Source document >>
========================================

The Princeton Regional School Board is really just a department of the State Department of Education.  In extremis, it can be suspended by the Commissioner and its duties exercised by an appointee.  In reality, however, the school board of one of the best districts in the nation is not going to be suspended by the Commissioner.  In other words, it is the excellence of the academic achievements of Princeton’s students that confers political power on the Princeton Regional School Board.  The greatest regret I have from my years on the board is that that power was barely used to try and improve the schools.

 

Taxes

 

            At this point you must be thinking, what is wrong with this guy.  He has written more than three pages about education and the schools without once talking about taxes, which is usually the only topic mentioned in most education debates.  Well, without academic standards, it is impossible to really talk about education.

 

            New Jersey spends $20 billion a year on public education.  If New Jersey’s public school system alone was an independent country, it would have the 93rd biggest economy in the world, on a par with Libya and Kazakhstan, both oil exporters.

========================================

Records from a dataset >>
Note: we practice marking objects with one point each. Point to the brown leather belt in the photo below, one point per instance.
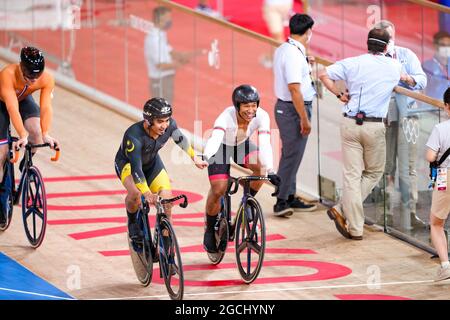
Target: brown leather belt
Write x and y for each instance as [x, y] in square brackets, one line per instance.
[369, 119]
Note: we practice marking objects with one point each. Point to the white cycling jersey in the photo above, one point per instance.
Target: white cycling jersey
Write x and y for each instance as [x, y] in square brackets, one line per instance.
[226, 132]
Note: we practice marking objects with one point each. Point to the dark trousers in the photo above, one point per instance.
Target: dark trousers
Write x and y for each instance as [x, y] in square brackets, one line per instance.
[293, 145]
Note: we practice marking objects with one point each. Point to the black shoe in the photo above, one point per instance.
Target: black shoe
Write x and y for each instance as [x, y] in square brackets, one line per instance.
[299, 205]
[416, 221]
[134, 231]
[282, 209]
[170, 255]
[209, 238]
[249, 213]
[2, 217]
[209, 242]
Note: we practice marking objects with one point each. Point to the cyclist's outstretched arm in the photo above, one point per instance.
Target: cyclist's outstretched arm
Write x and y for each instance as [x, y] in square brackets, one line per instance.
[46, 107]
[133, 150]
[265, 146]
[183, 142]
[12, 104]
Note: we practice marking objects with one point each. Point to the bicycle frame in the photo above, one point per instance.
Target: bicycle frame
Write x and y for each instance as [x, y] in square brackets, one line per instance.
[246, 195]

========================================

Problem A >>
Render the records as a Markdown table with the columns Row and Line, giving each line of the records its own numbered row and skipping blank lines. Leave the pictures out.
Problem B >>
Write the next part of the text on Princeton's schools, picking up after its last sentence.
The text on Princeton's schools has no connection to the records.

Written response A >>
| Row | Line |
|---|---|
| 1 | Note: we practice marking objects with one point each. Point to the brown leather belt in the photo below, one point per instance. |
| 2 | Target: brown leather belt |
| 3 | Write x and y for each instance as [x, y] in square brackets, one line per instance. |
| 4 | [369, 119] |
| 5 | Note: we practice marking objects with one point each. Point to the white cycling jersey in the photo above, one point per instance. |
| 6 | Target: white cycling jersey |
| 7 | Write x and y for each instance as [x, y] in square brackets, one line per instance. |
| 8 | [226, 132] |
| 9 | Note: we practice marking objects with one point each. Point to the dark trousers in the photo above, one point per instance. |
| 10 | Target: dark trousers |
| 11 | Write x and y for each instance as [x, y] in square brackets, one line per instance. |
| 12 | [293, 145] |
| 13 | Note: we practice marking objects with one point each. Point to the black shoe in the photo above, one point per instance. |
| 14 | Target: black shoe |
| 15 | Write x and y for each instance as [x, y] in square brackets, one line per instance. |
| 16 | [299, 205] |
| 17 | [416, 221] |
| 18 | [134, 231] |
| 19 | [282, 209] |
| 20 | [170, 255] |
| 21 | [209, 238] |
| 22 | [249, 213] |
| 23 | [2, 217] |
| 24 | [209, 242] |
| 25 | Note: we practice marking objects with one point each. Point to the cyclist's outstretched arm in the photo above, one point per instance. |
| 26 | Target: cyclist's outstretched arm |
| 27 | Write x and y for each instance as [x, y] in square brackets, one line per instance. |
| 28 | [46, 107] |
| 29 | [133, 150] |
| 30 | [265, 146] |
| 31 | [183, 142] |
| 32 | [12, 104] |
| 33 | Note: we practice marking objects with one point each. Point to the bicycle frame in the photo above, one point per instance. |
| 34 | Target: bicycle frame |
| 35 | Write x and y for each instance as [x, y] in square brackets, one line per instance. |
| 36 | [246, 195] |

Written response B >>
 

            The tax problem is not a fiscal or economic problem, it is an educational problem.  Income rises with education.  The biggest jump comes with a high school diploma, when annual earnings rise from $17,000 for non graduates to $31,000 for those with diplomas.

 

            The 40,000 students annually who do not achieve a 12th grade education level would be contributing $520,000,000 more every year to the income of the state if only they had a 12th grade education.  The next year, there would be another $520,000,000 added.  In other words, the total income of New Jersey would be 10% higher by just ensuring that everyone graduated from high school with a real twelfth grade education.

 

            So the problem with school taxes is not the taxes, it is the product coming out of the schools.  More, better educated graduates would have better jobs, higher incomes, and pay more taxes thereby reducing the tax burden for the others.  In addition, a vast proportion of the prison population is composed of people who are functionally illiterate.  Not only would tax revenues be higher if every child was required to achieve a 12th grade education, but government expenditures would be lower because of falling crime and fewer prisoners.

 

Not surprisingly, people do not want to pay high taxes to a school system that does a poor job of educating students.  Here again, without clear academic standards, it is impossible to gauge how well the schools are performing.  The racial segregation of the New Jersey schools, combined with the absence of mandatory academic standards, has meant the comparability in education has come to be defined as equal expenditure.  In New Jersey school jargon, this is called the Abbott Decision.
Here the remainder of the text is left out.